======== DATA SUPPLIED ========

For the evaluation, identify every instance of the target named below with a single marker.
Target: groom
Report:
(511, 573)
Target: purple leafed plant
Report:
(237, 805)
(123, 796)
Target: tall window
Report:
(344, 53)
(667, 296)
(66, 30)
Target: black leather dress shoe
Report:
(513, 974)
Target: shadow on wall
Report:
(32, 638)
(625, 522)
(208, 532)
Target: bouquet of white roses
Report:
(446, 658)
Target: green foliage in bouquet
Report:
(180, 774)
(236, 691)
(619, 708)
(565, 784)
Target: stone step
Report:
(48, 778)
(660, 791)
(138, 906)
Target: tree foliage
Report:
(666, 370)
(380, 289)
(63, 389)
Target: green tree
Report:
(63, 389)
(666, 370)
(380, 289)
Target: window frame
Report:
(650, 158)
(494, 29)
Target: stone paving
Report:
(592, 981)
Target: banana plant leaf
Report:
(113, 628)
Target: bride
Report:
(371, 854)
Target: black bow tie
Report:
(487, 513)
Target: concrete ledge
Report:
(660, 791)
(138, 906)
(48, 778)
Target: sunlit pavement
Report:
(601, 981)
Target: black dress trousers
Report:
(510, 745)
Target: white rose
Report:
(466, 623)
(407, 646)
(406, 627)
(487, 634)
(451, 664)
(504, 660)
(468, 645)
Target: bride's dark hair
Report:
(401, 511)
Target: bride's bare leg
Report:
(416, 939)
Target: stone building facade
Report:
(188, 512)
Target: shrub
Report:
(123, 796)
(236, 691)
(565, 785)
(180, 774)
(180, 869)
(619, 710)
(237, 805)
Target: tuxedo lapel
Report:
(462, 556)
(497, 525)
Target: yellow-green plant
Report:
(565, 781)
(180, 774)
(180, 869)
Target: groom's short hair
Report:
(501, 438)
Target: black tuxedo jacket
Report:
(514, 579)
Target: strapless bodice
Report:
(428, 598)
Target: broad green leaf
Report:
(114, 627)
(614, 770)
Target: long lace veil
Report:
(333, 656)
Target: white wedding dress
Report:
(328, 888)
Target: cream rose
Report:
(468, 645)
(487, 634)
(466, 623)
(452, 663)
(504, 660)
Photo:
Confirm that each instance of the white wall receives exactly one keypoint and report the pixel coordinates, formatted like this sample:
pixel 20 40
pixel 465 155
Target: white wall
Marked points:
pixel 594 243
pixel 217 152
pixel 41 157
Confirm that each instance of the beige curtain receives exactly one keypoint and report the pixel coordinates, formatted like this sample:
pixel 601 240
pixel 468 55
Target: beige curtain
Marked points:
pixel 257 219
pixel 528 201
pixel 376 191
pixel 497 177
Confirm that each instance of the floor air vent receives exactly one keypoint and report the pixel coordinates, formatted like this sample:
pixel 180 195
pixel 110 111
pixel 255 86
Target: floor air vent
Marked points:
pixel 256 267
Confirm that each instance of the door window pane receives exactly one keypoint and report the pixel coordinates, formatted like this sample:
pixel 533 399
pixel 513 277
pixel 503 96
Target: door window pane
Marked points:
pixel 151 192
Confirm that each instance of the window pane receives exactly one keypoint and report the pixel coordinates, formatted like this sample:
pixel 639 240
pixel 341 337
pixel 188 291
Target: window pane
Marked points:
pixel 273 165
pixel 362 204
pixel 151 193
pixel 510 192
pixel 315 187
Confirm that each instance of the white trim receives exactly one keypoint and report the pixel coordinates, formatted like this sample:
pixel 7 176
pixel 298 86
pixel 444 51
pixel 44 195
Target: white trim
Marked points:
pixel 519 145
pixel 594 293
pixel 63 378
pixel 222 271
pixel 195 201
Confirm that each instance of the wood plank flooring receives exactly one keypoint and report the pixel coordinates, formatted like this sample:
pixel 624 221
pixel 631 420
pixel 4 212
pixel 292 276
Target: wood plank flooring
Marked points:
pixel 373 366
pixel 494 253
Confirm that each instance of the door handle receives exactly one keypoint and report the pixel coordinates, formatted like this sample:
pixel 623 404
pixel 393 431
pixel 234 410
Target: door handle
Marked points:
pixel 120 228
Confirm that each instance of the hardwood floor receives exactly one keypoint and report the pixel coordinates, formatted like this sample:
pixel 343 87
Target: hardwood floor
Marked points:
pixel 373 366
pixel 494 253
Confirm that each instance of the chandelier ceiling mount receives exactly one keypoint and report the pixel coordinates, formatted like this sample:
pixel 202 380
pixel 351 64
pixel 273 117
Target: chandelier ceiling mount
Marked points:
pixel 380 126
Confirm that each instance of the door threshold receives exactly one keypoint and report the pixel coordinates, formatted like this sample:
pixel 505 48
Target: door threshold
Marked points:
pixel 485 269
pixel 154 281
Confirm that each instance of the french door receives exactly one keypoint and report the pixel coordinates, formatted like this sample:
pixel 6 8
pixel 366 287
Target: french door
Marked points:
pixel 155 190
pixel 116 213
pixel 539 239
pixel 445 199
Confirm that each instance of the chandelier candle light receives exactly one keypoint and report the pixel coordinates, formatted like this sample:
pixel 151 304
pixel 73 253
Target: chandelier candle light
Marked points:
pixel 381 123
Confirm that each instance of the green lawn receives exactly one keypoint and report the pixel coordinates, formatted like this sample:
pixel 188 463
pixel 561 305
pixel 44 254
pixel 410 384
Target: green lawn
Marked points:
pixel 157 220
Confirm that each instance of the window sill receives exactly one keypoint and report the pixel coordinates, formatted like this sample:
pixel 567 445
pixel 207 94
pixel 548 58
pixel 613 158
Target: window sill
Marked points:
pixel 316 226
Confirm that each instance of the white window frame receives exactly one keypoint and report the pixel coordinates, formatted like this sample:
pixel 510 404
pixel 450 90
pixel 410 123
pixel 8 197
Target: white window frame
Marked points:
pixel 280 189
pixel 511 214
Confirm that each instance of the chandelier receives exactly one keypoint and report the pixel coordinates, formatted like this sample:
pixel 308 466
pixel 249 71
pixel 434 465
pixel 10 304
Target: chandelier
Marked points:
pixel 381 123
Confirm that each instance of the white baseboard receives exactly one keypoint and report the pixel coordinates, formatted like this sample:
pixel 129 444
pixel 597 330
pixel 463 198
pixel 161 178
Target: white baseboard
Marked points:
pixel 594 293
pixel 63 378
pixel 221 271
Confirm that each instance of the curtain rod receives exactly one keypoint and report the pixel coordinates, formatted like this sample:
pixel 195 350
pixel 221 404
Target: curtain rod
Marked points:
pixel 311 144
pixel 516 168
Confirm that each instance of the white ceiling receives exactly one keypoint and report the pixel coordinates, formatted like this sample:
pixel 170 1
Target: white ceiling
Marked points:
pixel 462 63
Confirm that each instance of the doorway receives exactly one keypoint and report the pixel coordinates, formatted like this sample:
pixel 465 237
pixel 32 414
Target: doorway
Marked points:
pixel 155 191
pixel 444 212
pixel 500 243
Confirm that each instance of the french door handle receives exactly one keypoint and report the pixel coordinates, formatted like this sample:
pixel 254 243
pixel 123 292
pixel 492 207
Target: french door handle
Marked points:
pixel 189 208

========

Reproduce each line of the material above precisely.

**EXERCISE OUTPUT:**
For the evaluation, identify every instance of the target named below with a single marker.
Target: groom
Report:
(511, 573)
Target: purple leafed plant
Report:
(237, 805)
(123, 796)
Target: tall window
Report:
(344, 53)
(667, 296)
(66, 30)
Target: black leather dress shoe
Report:
(513, 974)
Target: shadow on wall
Report:
(32, 638)
(625, 522)
(208, 532)
Target: bouquet of white roses
Report:
(446, 658)
Target: green foliage in bouquet
Report:
(180, 774)
(236, 691)
(619, 708)
(565, 784)
Target: stone step
Report:
(48, 778)
(660, 791)
(138, 906)
Target: tree foliage
Report:
(666, 370)
(380, 289)
(63, 389)
Target: green tree
Report:
(63, 389)
(666, 370)
(380, 289)
Target: window frame
Report:
(650, 158)
(494, 29)
Target: stone paving
Report:
(592, 981)
Target: banana plant leaf
Report:
(113, 628)
Target: bride
Report:
(371, 854)
Target: black bow tie
Report:
(487, 513)
Target: concrete ledge
Report:
(660, 791)
(138, 906)
(48, 778)
Target: sunlit pavement
Report:
(601, 981)
Target: black dress trousers
Report:
(510, 745)
Target: white rose
Report:
(466, 623)
(407, 646)
(406, 627)
(487, 634)
(451, 664)
(504, 660)
(468, 645)
Target: bride's dark hair
Report:
(401, 511)
Target: bride's bare leg
Report:
(416, 939)
Target: stone building facade
Report:
(188, 512)
Target: shrub
Report:
(123, 796)
(236, 691)
(565, 785)
(180, 774)
(180, 869)
(619, 710)
(237, 805)
Target: tuxedo lapel
Report:
(462, 556)
(497, 525)
Target: yellow-green plant
Report:
(565, 781)
(180, 774)
(180, 869)
Target: groom's short hair
Report:
(501, 438)
Target: black tuxedo jacket
Report:
(514, 579)
Target: strapless bodice
Report:
(428, 598)
Target: broad green leaf
Report:
(114, 627)
(614, 770)
Target: long lace veil
Report:
(333, 656)
Target: white wedding dress
Report:
(328, 888)
Target: cream rose
Report:
(468, 645)
(487, 634)
(466, 623)
(452, 663)
(504, 660)
Photo:
Confirm that each instance of the white wall receives exactly one keypoint and report the pixel coordinates, formatted like this sample:
pixel 20 40
pixel 465 155
Target: white wall
Marked points:
pixel 594 243
pixel 217 152
pixel 41 157
Confirm that each instance of the beige curtain receives exactly one keypoint and report the pixel coordinates, formatted like this sample:
pixel 601 240
pixel 468 55
Target: beige curtain
Marked points:
pixel 257 219
pixel 528 201
pixel 376 191
pixel 497 177
Confirm that each instance of the floor air vent receives exactly one keypoint and report the pixel coordinates, formatted like this sample:
pixel 180 195
pixel 110 111
pixel 255 86
Target: floor air vent
Marked points:
pixel 256 267
Confirm that each instance of the door window pane receives exactly one keypoint and report the pixel coordinates, formatted like this sample:
pixel 533 399
pixel 513 277
pixel 503 96
Target: door window pane
Marked points:
pixel 151 192
Confirm that each instance of the window pane receives exactly one keypoint and report the pixel coordinates, formatted like this sample:
pixel 639 240
pixel 341 337
pixel 188 291
Target: window pane
Marked points:
pixel 273 165
pixel 362 204
pixel 151 193
pixel 510 192
pixel 315 187
Confirm that each instance of the white trim receives exactly one keypoint and report the pixel coordinates, formatted like this sample:
pixel 7 176
pixel 298 86
pixel 444 51
pixel 44 195
Target: white trim
Marked points:
pixel 519 145
pixel 594 293
pixel 63 378
pixel 222 271
pixel 195 201
Confirm that each instance of the wood plank flooring receives exactly one keypoint and report the pixel coordinates, formatted like this sample:
pixel 624 221
pixel 631 420
pixel 4 212
pixel 292 276
Target: wood plank flooring
Marked points:
pixel 373 366
pixel 494 253
Confirm that each instance of the door handle receives exactly one keypoint and report the pixel coordinates, formatted like this sample:
pixel 623 404
pixel 393 431
pixel 234 410
Target: door handle
Marked points:
pixel 120 228
Confirm that each instance of the hardwood floor receives exactly one keypoint and report the pixel coordinates, formatted like this sample:
pixel 343 87
Target: hardwood floor
Marked points:
pixel 373 366
pixel 494 253
Confirm that each instance of the chandelier ceiling mount receives exactly one keypoint and report the pixel coordinates, formatted like this sample:
pixel 202 380
pixel 351 64
pixel 273 117
Target: chandelier ceiling mount
Marked points:
pixel 380 126
Confirm that each instance of the door threshold receives exactly one keypoint and report the pixel coordinates, formatted like this sample:
pixel 505 48
Target: door threshold
Marked points:
pixel 485 269
pixel 154 281
Confirm that each instance of the french door receives exactly one keypoint and report the pixel coordinates, formatted like this sample:
pixel 6 8
pixel 366 287
Target: french door
Marked points:
pixel 155 190
pixel 116 213
pixel 539 239
pixel 445 199
Confirm that each instance of the chandelier candle light receives exactly one keypoint and report the pixel coordinates, formatted like this sample:
pixel 151 304
pixel 73 253
Target: chandelier candle light
Marked points:
pixel 381 123
Confirm that each instance of the green lawn receives exactly one keypoint and report the pixel coordinates, formatted like this sample:
pixel 188 463
pixel 561 305
pixel 44 254
pixel 410 384
Target: green lawn
Marked points:
pixel 157 220
Confirm that each instance of the window sill receives exactly one keypoint and report the pixel coordinates, formatted like this sample:
pixel 567 445
pixel 207 94
pixel 548 58
pixel 613 158
Target: window sill
Marked points:
pixel 316 226
Confirm that each instance of the white window frame receives exactly one keypoint and report the pixel coordinates, formatted like this sample:
pixel 510 404
pixel 450 90
pixel 410 123
pixel 8 197
Target: white window frame
Marked points:
pixel 280 189
pixel 511 214
Confirm that each instance of the chandelier receives exactly one keypoint and report the pixel coordinates, formatted like this sample:
pixel 308 466
pixel 249 71
pixel 434 465
pixel 10 304
Target: chandelier
Marked points:
pixel 381 123
Confirm that each instance of the white baseboard receives exactly one keypoint and report the pixel coordinates, formatted like this sample:
pixel 129 444
pixel 597 330
pixel 463 198
pixel 161 178
Target: white baseboard
Marked points:
pixel 594 293
pixel 63 378
pixel 221 271
Confirm that each instance of the curtain rod receives exactly one keypoint and report the pixel coordinates, formatted like this sample:
pixel 195 350
pixel 221 404
Target: curtain rod
Marked points:
pixel 311 144
pixel 516 168
Confirm that each instance of the white ceiling receives exactly one keypoint and report the pixel coordinates, formatted like this sample:
pixel 170 1
Target: white ceiling
Marked points:
pixel 462 63
Confirm that each instance of the doorway receives exactly one keypoint and report the pixel coordinates, formatted like this sample:
pixel 465 237
pixel 32 414
Target: doorway
Marked points:
pixel 155 191
pixel 444 212
pixel 500 243
Confirm that each instance of the french door handle receives exactly one keypoint and report the pixel coordinates, formatted like this sample:
pixel 254 243
pixel 123 292
pixel 492 207
Target: french door handle
Marked points:
pixel 189 208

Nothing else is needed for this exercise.